Data provided Block Start

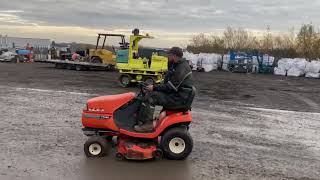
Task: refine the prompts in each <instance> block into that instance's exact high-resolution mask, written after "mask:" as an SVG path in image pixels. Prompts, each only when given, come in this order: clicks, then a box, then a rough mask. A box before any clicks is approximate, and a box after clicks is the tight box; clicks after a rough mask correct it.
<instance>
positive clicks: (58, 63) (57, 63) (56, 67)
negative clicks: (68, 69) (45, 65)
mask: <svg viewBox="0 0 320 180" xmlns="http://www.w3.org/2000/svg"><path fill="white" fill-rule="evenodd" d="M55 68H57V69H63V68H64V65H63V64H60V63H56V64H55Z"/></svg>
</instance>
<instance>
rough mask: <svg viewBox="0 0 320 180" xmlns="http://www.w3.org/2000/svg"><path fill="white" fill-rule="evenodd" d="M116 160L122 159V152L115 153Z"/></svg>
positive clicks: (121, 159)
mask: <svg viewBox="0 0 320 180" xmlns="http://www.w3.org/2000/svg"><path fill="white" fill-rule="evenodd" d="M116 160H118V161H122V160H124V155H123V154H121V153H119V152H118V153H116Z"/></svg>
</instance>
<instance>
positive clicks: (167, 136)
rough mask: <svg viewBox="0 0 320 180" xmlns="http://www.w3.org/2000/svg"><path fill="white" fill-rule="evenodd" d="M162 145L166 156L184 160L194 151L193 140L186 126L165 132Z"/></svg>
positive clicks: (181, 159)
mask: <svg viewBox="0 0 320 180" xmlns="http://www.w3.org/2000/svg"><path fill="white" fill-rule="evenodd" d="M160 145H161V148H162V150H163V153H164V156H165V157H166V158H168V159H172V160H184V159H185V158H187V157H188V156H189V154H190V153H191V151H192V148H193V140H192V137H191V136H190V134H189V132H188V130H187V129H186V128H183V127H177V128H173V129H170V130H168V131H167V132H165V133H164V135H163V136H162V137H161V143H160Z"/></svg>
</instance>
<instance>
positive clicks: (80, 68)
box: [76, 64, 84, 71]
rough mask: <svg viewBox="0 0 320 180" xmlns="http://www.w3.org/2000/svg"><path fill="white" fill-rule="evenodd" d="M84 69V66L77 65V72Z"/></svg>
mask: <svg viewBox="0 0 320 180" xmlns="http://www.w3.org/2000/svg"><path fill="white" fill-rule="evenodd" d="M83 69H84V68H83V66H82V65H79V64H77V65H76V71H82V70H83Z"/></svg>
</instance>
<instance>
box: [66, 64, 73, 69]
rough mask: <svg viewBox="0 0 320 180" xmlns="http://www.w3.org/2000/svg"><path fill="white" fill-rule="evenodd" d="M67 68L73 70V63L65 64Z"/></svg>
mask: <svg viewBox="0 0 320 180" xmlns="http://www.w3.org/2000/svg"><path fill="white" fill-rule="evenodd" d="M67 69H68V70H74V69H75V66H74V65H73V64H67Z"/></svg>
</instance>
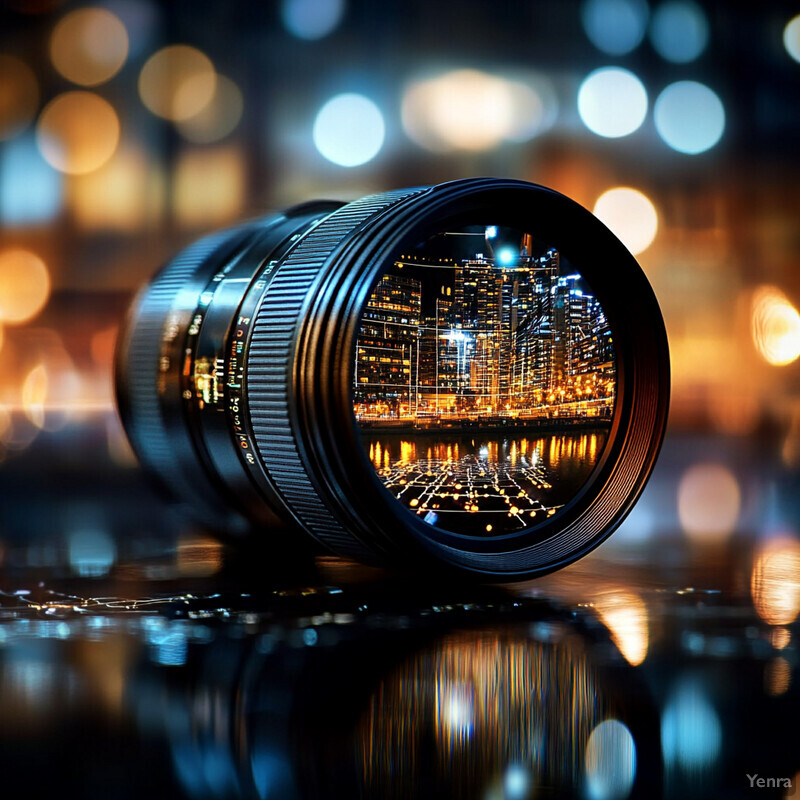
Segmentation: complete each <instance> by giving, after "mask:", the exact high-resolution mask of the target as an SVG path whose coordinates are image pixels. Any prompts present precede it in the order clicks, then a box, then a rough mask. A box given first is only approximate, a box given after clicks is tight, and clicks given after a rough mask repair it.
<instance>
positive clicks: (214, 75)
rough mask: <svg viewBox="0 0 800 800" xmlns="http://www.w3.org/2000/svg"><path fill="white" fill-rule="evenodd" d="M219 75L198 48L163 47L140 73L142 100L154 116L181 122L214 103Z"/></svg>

Data provided Block End

● Exercise description:
The listing is to be repeated word for word, with all pictures omitted.

● Solved exercise:
Task: refine the prompts in each <instance> block into that instance's exact high-resolution mask, written after "mask:" as an SVG path in image pixels. Prompts, each only when given, come in this order: clicks, then a box, then a rough mask. A box before any clicks is approximate, and a box after clicks is the tight box; clicks after a rough mask correct it.
<instance>
positive clicks: (58, 63) (57, 63) (56, 67)
negative clicks: (68, 69) (45, 65)
mask: <svg viewBox="0 0 320 180" xmlns="http://www.w3.org/2000/svg"><path fill="white" fill-rule="evenodd" d="M55 68H57V69H63V68H64V65H63V64H60V63H56V64H55Z"/></svg>
</instance>
<instance>
rough mask: <svg viewBox="0 0 320 180" xmlns="http://www.w3.org/2000/svg"><path fill="white" fill-rule="evenodd" d="M116 160L122 159V152L115 153Z"/></svg>
positive clicks: (121, 159)
mask: <svg viewBox="0 0 320 180" xmlns="http://www.w3.org/2000/svg"><path fill="white" fill-rule="evenodd" d="M116 160H118V161H122V160H124V155H123V154H121V153H119V152H118V153H116Z"/></svg>
</instance>
<instance>
positive clicks: (167, 136)
rough mask: <svg viewBox="0 0 320 180" xmlns="http://www.w3.org/2000/svg"><path fill="white" fill-rule="evenodd" d="M162 145L166 156L184 160L194 151L193 140L186 126L165 132Z"/></svg>
positive clicks: (181, 159)
mask: <svg viewBox="0 0 320 180" xmlns="http://www.w3.org/2000/svg"><path fill="white" fill-rule="evenodd" d="M160 145H161V148H162V150H163V153H164V156H165V157H166V158H168V159H172V160H184V159H185V158H187V157H188V156H189V154H190V153H191V151H192V148H193V140H192V137H191V136H190V134H189V132H188V130H187V129H186V128H183V127H177V128H173V129H170V130H168V131H167V132H165V133H164V135H163V136H162V137H161V143H160Z"/></svg>
</instance>
<instance>
positive clicks: (80, 68)
box: [76, 64, 84, 71]
rough mask: <svg viewBox="0 0 320 180" xmlns="http://www.w3.org/2000/svg"><path fill="white" fill-rule="evenodd" d="M84 69V66L77 65V72Z"/></svg>
mask: <svg viewBox="0 0 320 180" xmlns="http://www.w3.org/2000/svg"><path fill="white" fill-rule="evenodd" d="M83 69H84V68H83V66H82V65H79V64H77V65H76V71H82V70H83Z"/></svg>
</instance>
<instance>
box: [66, 64, 73, 69]
rough mask: <svg viewBox="0 0 320 180" xmlns="http://www.w3.org/2000/svg"><path fill="white" fill-rule="evenodd" d="M67 68L73 70V63L65 64Z"/></svg>
mask: <svg viewBox="0 0 320 180" xmlns="http://www.w3.org/2000/svg"><path fill="white" fill-rule="evenodd" d="M67 69H68V70H74V69H75V66H74V65H73V64H67Z"/></svg>
</instance>
Segmentation: complete each <instance> by giving, after "mask:", the exact high-resolution mask of the target as an SVG path whose coordinates are image pixels. Any prompts present precede it in the order clicks, then a box, then a rough mask. A box given first is only approximate, a box given after clicks is tight, and clicks given after a rough mask repair it.
<instance>
positive clicks: (214, 75)
rough mask: <svg viewBox="0 0 800 800" xmlns="http://www.w3.org/2000/svg"><path fill="white" fill-rule="evenodd" d="M219 75L198 48L163 47L140 73L142 100L154 116L181 122L214 103Z"/></svg>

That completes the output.